[Entries on finding named things]

————

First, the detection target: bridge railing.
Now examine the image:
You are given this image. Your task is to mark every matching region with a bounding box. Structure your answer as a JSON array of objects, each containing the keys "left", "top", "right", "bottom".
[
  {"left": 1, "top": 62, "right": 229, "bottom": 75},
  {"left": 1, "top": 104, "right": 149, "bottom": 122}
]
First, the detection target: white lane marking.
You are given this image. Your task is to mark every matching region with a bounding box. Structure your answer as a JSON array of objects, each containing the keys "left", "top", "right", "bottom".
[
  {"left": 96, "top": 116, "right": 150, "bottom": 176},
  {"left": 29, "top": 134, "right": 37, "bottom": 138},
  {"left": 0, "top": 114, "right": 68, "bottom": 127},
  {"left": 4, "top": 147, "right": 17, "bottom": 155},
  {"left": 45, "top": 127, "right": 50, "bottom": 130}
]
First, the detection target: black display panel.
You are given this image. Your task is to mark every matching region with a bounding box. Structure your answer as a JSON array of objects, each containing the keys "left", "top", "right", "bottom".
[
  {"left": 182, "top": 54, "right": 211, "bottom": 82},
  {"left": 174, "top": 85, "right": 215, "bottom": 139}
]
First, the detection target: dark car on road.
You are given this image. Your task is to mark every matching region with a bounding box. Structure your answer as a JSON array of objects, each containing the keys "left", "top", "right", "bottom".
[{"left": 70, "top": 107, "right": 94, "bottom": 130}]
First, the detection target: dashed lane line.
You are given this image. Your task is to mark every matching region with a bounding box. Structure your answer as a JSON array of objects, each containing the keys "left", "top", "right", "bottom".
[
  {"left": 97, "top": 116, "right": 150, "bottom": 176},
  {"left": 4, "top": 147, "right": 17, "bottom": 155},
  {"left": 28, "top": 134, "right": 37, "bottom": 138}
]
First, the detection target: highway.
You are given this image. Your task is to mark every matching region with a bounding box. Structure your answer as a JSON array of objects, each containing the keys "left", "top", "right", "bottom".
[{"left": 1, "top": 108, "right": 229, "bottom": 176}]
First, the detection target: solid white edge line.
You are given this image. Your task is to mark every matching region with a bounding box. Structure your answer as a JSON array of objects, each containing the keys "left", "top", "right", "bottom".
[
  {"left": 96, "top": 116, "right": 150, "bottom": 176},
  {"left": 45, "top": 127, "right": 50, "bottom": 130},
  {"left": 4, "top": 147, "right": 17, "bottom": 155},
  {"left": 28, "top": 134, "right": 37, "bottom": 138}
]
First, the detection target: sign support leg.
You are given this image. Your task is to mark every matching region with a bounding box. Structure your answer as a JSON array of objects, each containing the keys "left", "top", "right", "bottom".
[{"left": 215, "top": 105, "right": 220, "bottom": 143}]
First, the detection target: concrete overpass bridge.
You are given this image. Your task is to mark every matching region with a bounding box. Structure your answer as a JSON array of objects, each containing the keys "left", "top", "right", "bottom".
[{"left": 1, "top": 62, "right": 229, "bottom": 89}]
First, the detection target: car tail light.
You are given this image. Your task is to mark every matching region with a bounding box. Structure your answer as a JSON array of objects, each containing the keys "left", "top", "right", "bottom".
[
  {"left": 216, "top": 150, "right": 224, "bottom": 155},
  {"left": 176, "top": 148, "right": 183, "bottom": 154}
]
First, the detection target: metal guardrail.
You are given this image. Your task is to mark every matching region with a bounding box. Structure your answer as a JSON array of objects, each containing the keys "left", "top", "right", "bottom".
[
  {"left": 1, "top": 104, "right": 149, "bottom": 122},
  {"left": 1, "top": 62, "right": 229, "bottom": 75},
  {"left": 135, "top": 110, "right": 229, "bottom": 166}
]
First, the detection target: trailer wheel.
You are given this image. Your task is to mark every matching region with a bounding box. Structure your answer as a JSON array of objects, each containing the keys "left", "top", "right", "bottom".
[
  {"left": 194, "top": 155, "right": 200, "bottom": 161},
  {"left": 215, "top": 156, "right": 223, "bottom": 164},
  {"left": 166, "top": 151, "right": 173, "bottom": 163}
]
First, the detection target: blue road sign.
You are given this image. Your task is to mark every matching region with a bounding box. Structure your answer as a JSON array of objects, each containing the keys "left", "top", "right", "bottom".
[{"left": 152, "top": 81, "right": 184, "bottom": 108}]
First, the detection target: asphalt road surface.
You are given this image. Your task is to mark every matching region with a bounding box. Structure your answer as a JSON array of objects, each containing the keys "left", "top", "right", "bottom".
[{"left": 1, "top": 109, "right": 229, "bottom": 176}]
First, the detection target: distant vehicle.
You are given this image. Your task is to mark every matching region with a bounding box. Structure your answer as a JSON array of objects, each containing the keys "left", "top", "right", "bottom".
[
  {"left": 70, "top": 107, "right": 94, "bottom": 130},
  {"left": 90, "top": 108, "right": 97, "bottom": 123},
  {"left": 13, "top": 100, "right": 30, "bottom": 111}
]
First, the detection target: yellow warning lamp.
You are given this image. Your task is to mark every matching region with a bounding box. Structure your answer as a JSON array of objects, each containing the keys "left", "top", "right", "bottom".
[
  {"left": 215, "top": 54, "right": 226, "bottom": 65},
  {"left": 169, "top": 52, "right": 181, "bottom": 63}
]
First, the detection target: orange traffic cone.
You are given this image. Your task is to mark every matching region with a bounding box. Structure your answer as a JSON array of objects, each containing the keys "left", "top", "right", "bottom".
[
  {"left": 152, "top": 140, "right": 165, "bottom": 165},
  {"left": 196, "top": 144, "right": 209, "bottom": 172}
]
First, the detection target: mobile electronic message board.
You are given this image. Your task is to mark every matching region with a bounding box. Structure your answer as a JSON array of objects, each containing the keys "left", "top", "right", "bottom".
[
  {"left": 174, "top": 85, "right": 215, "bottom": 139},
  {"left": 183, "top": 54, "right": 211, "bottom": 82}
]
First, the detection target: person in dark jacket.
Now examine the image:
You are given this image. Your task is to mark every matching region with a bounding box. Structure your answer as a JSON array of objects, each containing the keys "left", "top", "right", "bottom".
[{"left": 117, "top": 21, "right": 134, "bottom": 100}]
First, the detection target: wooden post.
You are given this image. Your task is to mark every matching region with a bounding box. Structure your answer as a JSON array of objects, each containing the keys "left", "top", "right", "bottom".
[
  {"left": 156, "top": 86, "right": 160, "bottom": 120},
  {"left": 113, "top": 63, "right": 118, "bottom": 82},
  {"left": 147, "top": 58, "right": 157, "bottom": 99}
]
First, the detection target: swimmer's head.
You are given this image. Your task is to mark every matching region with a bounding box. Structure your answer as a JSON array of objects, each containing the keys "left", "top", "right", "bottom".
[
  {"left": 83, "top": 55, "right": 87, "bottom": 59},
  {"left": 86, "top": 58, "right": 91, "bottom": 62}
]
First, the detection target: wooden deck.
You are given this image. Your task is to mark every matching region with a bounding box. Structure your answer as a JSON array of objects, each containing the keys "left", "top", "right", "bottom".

————

- GOAL -
Recast every line of the entries above as a numbered list, dropping any blank lines.

- FULL RESPONSE -
1. First, the detection target: bridge railing.
2. Now examine the image:
3. You are given this image. Your task is to mark every matching region with a bounding box. Structure your answer as a JSON array of objects, each containing the keys "left", "top", "right", "bottom".
4. [
5.   {"left": 1, "top": 62, "right": 229, "bottom": 75},
6.   {"left": 1, "top": 104, "right": 149, "bottom": 122}
7. ]
8. First, the detection target: white lane marking.
9. You are given this image. Your task is to mark every matching region with a bounding box. Structure your answer as a JSON array of objects, each containing the keys "left", "top", "right", "bottom".
10. [
11.   {"left": 96, "top": 116, "right": 150, "bottom": 176},
12.   {"left": 29, "top": 134, "right": 37, "bottom": 138},
13.   {"left": 0, "top": 114, "right": 68, "bottom": 127},
14.   {"left": 4, "top": 147, "right": 17, "bottom": 155},
15.   {"left": 45, "top": 127, "right": 50, "bottom": 130}
16. ]
17. First, the detection target: black display panel.
18. You are given this image. Your task is to mark every matching region with a bounding box. Structure your answer as a JSON array of objects, each containing the keys "left", "top", "right", "bottom".
19. [
20.   {"left": 182, "top": 54, "right": 211, "bottom": 82},
21.   {"left": 174, "top": 85, "right": 215, "bottom": 139}
22. ]
23. First, the detection target: dark car on road.
24. You are given this image. Your task is to mark every matching region with a bounding box. Structure your answer as a JSON array of objects, each containing the keys "left", "top", "right", "bottom".
25. [{"left": 70, "top": 107, "right": 94, "bottom": 130}]
26. First, the detection target: dashed lane line.
27. You are given this image. Your task is to mark every matching region with a bounding box. Structure your answer as a JSON array of objects, each containing the keys "left", "top", "right", "bottom".
28. [
29.   {"left": 97, "top": 116, "right": 150, "bottom": 176},
30.   {"left": 4, "top": 147, "right": 17, "bottom": 155},
31.   {"left": 28, "top": 134, "right": 37, "bottom": 138}
32. ]
33. First, the detection target: highway.
34. You are given this image. Your task is to mark every matching region with a bounding box. Structure your answer as a JSON array of objects, each containing the keys "left", "top", "right", "bottom".
35. [{"left": 1, "top": 108, "right": 229, "bottom": 176}]
36. First, the detection target: solid white edge line.
37. You are given this image. Your task is to mark every matching region with a bounding box. Structure your answer as a JSON array of objects, each containing the keys "left", "top", "right", "bottom".
38. [
39.   {"left": 96, "top": 116, "right": 150, "bottom": 176},
40.   {"left": 45, "top": 127, "right": 50, "bottom": 130},
41.   {"left": 4, "top": 147, "right": 17, "bottom": 155},
42.   {"left": 28, "top": 134, "right": 37, "bottom": 138}
43. ]
44. First, the detection target: sign support leg.
45. You are given this image. Your task is to mark every matching region with a bounding box. Structure your answer as a JSON array of objects, each containing the keys "left", "top", "right", "bottom".
46. [{"left": 215, "top": 105, "right": 220, "bottom": 143}]
47. First, the detection target: concrete overpass bridge.
48. You are given this image. Your task is to mark every matching region with a bounding box. Structure your answer as a JSON array of objects, each containing the keys "left", "top", "right", "bottom".
49. [{"left": 1, "top": 62, "right": 229, "bottom": 89}]
50. First, the detection target: car tail light.
51. You are given this image. Your task is to mark every matching region with a bounding box. Structure your answer as a JSON array of objects, each containing the keys "left", "top", "right", "bottom".
52. [
53.   {"left": 216, "top": 150, "right": 224, "bottom": 155},
54.   {"left": 176, "top": 148, "right": 183, "bottom": 154}
55. ]
56. First, the detection target: metal guardrail.
57. You are given this image. Your task is to mark every matching region with a bounding box. Structure your answer as a JSON array of objects, each containing the keys "left", "top", "right", "bottom".
58. [
59.   {"left": 1, "top": 104, "right": 149, "bottom": 122},
60.   {"left": 1, "top": 62, "right": 229, "bottom": 75},
61.   {"left": 135, "top": 110, "right": 229, "bottom": 166}
62. ]
63. First, the detection target: trailer wheel.
64. You are given this image. Your task is to mark every matching region with a bounding box. Structure your answer as a JSON array of objects, each containing the keys "left", "top", "right", "bottom".
65. [
66.   {"left": 194, "top": 155, "right": 200, "bottom": 161},
67.   {"left": 215, "top": 156, "right": 223, "bottom": 164},
68.   {"left": 166, "top": 151, "right": 173, "bottom": 163}
69. ]
70. First, the detection target: blue road sign.
71. You are given this image. Your task is to mark every matching region with a bounding box. Structure your answer as a JSON array of objects, each containing the keys "left", "top", "right", "bottom".
72. [{"left": 152, "top": 81, "right": 184, "bottom": 108}]
73. First, the detection target: asphalt road surface.
74. You are given this image. Your task is to mark every matching region with a bounding box. Structure your answer as a JSON array of objects, each containing the keys "left", "top", "right", "bottom".
75. [{"left": 1, "top": 109, "right": 229, "bottom": 176}]
76. First, the detection target: distant vehicle.
77. You are given this image. Your task is to mark every matching region with a bounding box. Structure your answer as a JSON array of objects, each containing the keys "left", "top", "right", "bottom".
78. [
79.   {"left": 70, "top": 107, "right": 94, "bottom": 130},
80.   {"left": 90, "top": 108, "right": 97, "bottom": 123},
81.   {"left": 13, "top": 100, "right": 30, "bottom": 111}
82. ]
83. First, the detection target: yellow warning lamp.
84. You are given this image. Your task is to mark every matching region with a bounding box. Structure your answer as a JSON array of objects, each containing the keys "left", "top", "right", "bottom".
85. [
86.   {"left": 215, "top": 54, "right": 226, "bottom": 65},
87.   {"left": 169, "top": 52, "right": 181, "bottom": 63}
88. ]
89. First, the detection target: orange traffic cone.
90. You are given this image. Your task is to mark every matching region with a bounding box. Structure your answer as a JSON array of objects, each containing the keys "left", "top", "right", "bottom".
91. [
92.   {"left": 152, "top": 140, "right": 165, "bottom": 165},
93.   {"left": 196, "top": 144, "right": 209, "bottom": 172}
94. ]
95. First, the detection target: mobile electronic message board.
96. You are given this image. Your task is to mark every matching region with a bounding box. Structure your answer as a JSON array of objects, each containing the keys "left", "top", "right", "bottom".
97. [
98.   {"left": 174, "top": 85, "right": 215, "bottom": 139},
99.   {"left": 183, "top": 54, "right": 211, "bottom": 82}
100. ]
101. First, the detection target: person in dark jacket.
102. Now examine the image:
103. You are given this image. Your task is to mark every matching region with a bounding box. Structure your answer as a JSON array of objects, each containing the keys "left", "top", "right", "bottom".
104. [{"left": 117, "top": 21, "right": 134, "bottom": 100}]
105. First, the detection target: wooden post.
106. You are given this image. Your task is to mark every matching region with a bounding box. Structure your answer as a JSON array of objects, each containing the keys "left", "top", "right", "bottom".
107. [
108.   {"left": 156, "top": 86, "right": 160, "bottom": 120},
109.   {"left": 113, "top": 63, "right": 118, "bottom": 82},
110.   {"left": 147, "top": 58, "right": 157, "bottom": 99}
111. ]
112. First, the detection target: swimmer's head.
113. You are given this image. Your task is to mark every matching region with a bounding box. Structure your answer as a JSON array of objects, each containing the keys "left", "top", "right", "bottom".
114. [
115.   {"left": 83, "top": 55, "right": 87, "bottom": 59},
116.   {"left": 86, "top": 58, "right": 91, "bottom": 62}
117. ]
118. First, the detection target: wooden deck.
119. You are given this image. Your task is to mark every matching region with a bounding box. Structure your answer as a JSON array of objects, each containing the keys "left", "top", "right", "bottom".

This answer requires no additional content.